→ **Description of the task**
In full and without alteration, output each record given here.
(Data for the task begins)
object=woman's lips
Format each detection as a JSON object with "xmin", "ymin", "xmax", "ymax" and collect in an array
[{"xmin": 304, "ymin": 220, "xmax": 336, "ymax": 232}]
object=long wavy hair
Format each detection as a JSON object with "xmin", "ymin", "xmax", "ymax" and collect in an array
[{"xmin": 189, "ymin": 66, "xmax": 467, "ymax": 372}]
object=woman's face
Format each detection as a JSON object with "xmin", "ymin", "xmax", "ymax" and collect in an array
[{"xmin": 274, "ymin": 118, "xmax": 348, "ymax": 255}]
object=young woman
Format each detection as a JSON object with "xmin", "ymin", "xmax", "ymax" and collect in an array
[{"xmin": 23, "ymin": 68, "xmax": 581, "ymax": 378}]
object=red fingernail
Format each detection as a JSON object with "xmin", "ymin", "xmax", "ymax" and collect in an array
(Data for the task ends)
→ **Task output**
object=woman's lips
Format each detection as a JSON object with "xmin", "ymin", "xmax", "ymax" and collect in an array
[{"xmin": 304, "ymin": 220, "xmax": 336, "ymax": 232}]
object=long wavy hair
Format each detection as a JSON object with "xmin", "ymin", "xmax", "ymax" and collect in an array
[{"xmin": 189, "ymin": 66, "xmax": 467, "ymax": 372}]
object=woman's face
Format each detection as a JSON object with "xmin", "ymin", "xmax", "ymax" and collect in an array
[{"xmin": 274, "ymin": 118, "xmax": 348, "ymax": 255}]
object=young woman
Format each detection as a JSON object with "xmin", "ymin", "xmax", "ymax" and collect in an array
[{"xmin": 23, "ymin": 68, "xmax": 581, "ymax": 378}]
object=red fingernail
Format each detection as a JSON object with "xmin", "ymin", "xmax", "ymax" and collect in an array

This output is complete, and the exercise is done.